#### Brief:
Can you reproduce the material below with every "picking robot's planner" replaced by "warehouse arm's controller" and nothing else changed?

#### Records:

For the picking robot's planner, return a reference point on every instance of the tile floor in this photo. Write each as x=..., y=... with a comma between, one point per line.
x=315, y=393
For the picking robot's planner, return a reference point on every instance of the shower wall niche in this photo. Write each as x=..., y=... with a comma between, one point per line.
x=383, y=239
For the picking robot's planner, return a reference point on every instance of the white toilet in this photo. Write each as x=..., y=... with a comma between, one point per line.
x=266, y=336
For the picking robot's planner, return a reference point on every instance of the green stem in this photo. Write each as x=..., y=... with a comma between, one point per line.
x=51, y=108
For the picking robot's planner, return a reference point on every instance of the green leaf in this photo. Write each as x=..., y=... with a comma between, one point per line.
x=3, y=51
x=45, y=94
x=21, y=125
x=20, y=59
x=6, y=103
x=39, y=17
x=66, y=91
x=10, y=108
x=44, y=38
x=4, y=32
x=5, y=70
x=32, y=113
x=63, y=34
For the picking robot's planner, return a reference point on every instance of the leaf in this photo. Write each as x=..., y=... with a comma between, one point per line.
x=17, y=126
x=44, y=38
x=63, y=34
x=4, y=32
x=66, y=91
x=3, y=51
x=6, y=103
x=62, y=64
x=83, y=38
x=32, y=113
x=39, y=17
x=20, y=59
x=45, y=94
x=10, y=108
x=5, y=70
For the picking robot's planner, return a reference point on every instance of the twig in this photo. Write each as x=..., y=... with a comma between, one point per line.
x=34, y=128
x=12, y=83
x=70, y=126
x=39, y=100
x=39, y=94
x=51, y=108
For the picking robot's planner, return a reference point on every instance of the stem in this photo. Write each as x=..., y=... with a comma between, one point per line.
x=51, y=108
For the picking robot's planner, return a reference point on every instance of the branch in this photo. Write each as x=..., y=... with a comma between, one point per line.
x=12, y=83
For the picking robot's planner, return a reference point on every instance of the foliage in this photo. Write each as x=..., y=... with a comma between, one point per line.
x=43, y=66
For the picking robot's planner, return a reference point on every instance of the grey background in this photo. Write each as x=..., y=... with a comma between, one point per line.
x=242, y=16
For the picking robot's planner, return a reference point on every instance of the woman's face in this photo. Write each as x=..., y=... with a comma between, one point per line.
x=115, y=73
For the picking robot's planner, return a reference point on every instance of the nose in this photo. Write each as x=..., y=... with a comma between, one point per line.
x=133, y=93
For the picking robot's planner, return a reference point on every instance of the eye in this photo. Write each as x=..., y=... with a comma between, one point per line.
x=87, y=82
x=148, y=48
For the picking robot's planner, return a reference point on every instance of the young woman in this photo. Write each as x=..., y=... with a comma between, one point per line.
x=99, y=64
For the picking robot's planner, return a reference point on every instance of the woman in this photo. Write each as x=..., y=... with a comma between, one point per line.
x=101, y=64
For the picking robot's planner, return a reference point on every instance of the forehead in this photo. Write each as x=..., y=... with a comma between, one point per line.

#### Response to this task:
For the warehouse arm's controller, return a reference point on every instance of the tile floor in this photo. Write each as x=..., y=... with a comma between, one point per line.
x=315, y=393
For the warehouse arm's controller, return a reference point on every instance of the shower wall niche in this photo. Write each as x=..., y=... with a comma between, one point per line.
x=383, y=239
For the warehouse arm's controller, return a reference point on every instance of the white toilet in this photo. Write each as x=..., y=... with a comma between, one point per line.
x=266, y=336
For the warehouse arm's controller, return a reference point on every instance of the green stem in this photo. Write each as x=..., y=... with a comma between, one point per line.
x=51, y=108
For the warehouse arm's controller, return a reference point on every instance of the green leaf in this photo. Write each as x=..., y=... with a comma between, one point per line.
x=3, y=51
x=45, y=94
x=21, y=125
x=20, y=59
x=6, y=103
x=39, y=17
x=66, y=91
x=10, y=108
x=44, y=38
x=4, y=32
x=5, y=70
x=32, y=113
x=63, y=34
For the warehouse arm's controller, return a reference point on every instance of the leaf in this photo. Write each as x=..., y=... with a comma between, one point per line.
x=17, y=126
x=44, y=38
x=63, y=34
x=4, y=32
x=66, y=91
x=3, y=51
x=6, y=103
x=62, y=64
x=83, y=38
x=32, y=113
x=39, y=17
x=20, y=59
x=45, y=94
x=10, y=108
x=5, y=70
For the warehouse arm's controller, return a reference point on every instance of the twig in this photo. Write each as x=..., y=... with a comma between, one point per line.
x=34, y=128
x=12, y=83
x=70, y=126
x=39, y=100
x=39, y=94
x=51, y=108
For the warehouse arm's controller, return a reference point on every instance of the stem in this photo. Write each as x=..., y=... with a comma between, one point per line.
x=51, y=108
For the warehouse arm's controller, return a reference point on every instance of the branch in this photo. Write each as x=..., y=... with a comma between, one point per line.
x=12, y=83
For the warehouse arm's controller, return a reference point on every instance of the foliage in this photo. Write each as x=..., y=... with a comma between, one point per line.
x=43, y=66
For the warehouse arm's controller, return a reference point on every instance of the grey background in this photo. Write each as x=..., y=... with a comma between, one point per line.
x=242, y=16
For the warehouse arm's controller, return a reference point on every instance of the woman's face in this photo. Write each as x=..., y=... with a comma between, one point per line.
x=115, y=73
For the warehouse arm's controller, return a reference point on every instance of the nose in this photo. Write each as x=..., y=... with a comma between, one point per line.
x=133, y=93
For the warehouse arm's controller, return a reference point on every instance of the eye in this photo. Write each as x=..., y=... with a comma between, one point per line.
x=87, y=82
x=148, y=48
For the warehouse arm's controller, return a reference point on every instance of the young woman in this photo. Write each as x=..., y=... with a comma between, one point per line.
x=99, y=64
For the warehouse arm's controller, return a reference point on every instance of the woman in this photo. Write each as x=..., y=... with a comma between, one point per line.
x=101, y=64
For the warehouse arm's controller, return a reference point on every instance of the forehead in this photo. Write each as x=..., y=... with a comma between, one point per line.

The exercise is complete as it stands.